| Given data |
==========
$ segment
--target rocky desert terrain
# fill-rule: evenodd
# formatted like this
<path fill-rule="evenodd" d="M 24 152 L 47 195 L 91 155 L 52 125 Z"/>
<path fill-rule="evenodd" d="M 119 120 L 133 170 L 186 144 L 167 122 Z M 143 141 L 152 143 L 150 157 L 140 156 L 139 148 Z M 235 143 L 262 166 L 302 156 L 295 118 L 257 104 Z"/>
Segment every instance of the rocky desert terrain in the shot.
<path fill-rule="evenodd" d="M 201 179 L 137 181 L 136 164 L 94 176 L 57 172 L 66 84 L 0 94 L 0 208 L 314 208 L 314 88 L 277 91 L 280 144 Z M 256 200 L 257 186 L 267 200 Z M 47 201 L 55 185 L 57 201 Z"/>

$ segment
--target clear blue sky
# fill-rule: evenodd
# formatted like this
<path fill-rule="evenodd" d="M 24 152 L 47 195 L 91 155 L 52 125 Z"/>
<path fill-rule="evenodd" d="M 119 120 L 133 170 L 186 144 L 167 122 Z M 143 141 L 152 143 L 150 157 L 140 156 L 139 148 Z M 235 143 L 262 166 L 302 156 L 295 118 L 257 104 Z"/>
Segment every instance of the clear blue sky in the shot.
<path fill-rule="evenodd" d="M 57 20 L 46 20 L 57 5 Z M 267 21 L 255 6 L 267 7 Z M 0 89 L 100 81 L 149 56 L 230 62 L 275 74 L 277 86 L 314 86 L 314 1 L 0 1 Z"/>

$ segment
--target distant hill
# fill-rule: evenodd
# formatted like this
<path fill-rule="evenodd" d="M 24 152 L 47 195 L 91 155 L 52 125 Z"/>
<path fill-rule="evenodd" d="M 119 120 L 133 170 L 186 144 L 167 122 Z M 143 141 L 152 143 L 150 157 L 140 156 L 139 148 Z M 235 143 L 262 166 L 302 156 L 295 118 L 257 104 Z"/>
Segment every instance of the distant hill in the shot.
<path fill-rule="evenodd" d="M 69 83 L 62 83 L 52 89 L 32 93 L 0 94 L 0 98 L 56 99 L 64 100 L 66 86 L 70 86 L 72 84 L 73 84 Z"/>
==========
Copy all of the records above line for line, with no changes.

| Output of the exercise |
$ segment
--target rocky desert terrain
# fill-rule: evenodd
# formatted like this
<path fill-rule="evenodd" d="M 24 152 L 47 195 L 91 155 L 52 125 Z"/>
<path fill-rule="evenodd" d="M 119 120 L 133 170 L 186 144 L 167 122 Z M 143 141 L 152 143 L 150 157 L 140 156 L 139 148 Z M 235 143 L 262 166 L 302 156 L 295 118 L 257 104 Z"/>
Segment every instance of the rocky desert terrain in the shot.
<path fill-rule="evenodd" d="M 201 179 L 137 181 L 136 164 L 94 176 L 57 172 L 66 84 L 0 94 L 0 208 L 314 208 L 314 88 L 277 91 L 280 144 Z M 256 200 L 257 186 L 267 200 Z M 47 201 L 55 185 L 57 201 Z"/>

$ segment
--target clear blue sky
# fill-rule: evenodd
# formatted like this
<path fill-rule="evenodd" d="M 24 152 L 47 195 L 91 155 L 52 125 Z"/>
<path fill-rule="evenodd" d="M 119 120 L 133 170 L 186 144 L 167 122 Z M 143 141 L 152 143 L 150 157 L 140 156 L 139 148 Z M 235 143 L 262 166 L 302 156 L 295 118 L 257 104 Z"/>
Segment every instance of the clear blue sky in the shot.
<path fill-rule="evenodd" d="M 57 20 L 46 20 L 57 5 Z M 267 21 L 255 6 L 267 7 Z M 0 89 L 100 81 L 149 56 L 230 62 L 275 74 L 277 86 L 314 86 L 314 1 L 0 1 Z"/>

$ segment
--target distant hill
# fill-rule: evenodd
# formatted like this
<path fill-rule="evenodd" d="M 24 152 L 47 195 L 91 155 L 52 125 Z"/>
<path fill-rule="evenodd" d="M 119 120 L 133 170 L 186 144 L 167 122 Z M 143 141 L 152 143 L 150 157 L 140 156 L 139 148 Z M 235 143 L 262 166 L 302 156 L 295 118 L 257 104 Z"/>
Segment every instance of the distant hill in the shot.
<path fill-rule="evenodd" d="M 69 83 L 62 83 L 52 89 L 32 93 L 0 94 L 0 98 L 56 99 L 64 100 L 66 86 L 70 86 L 72 84 L 73 84 Z"/>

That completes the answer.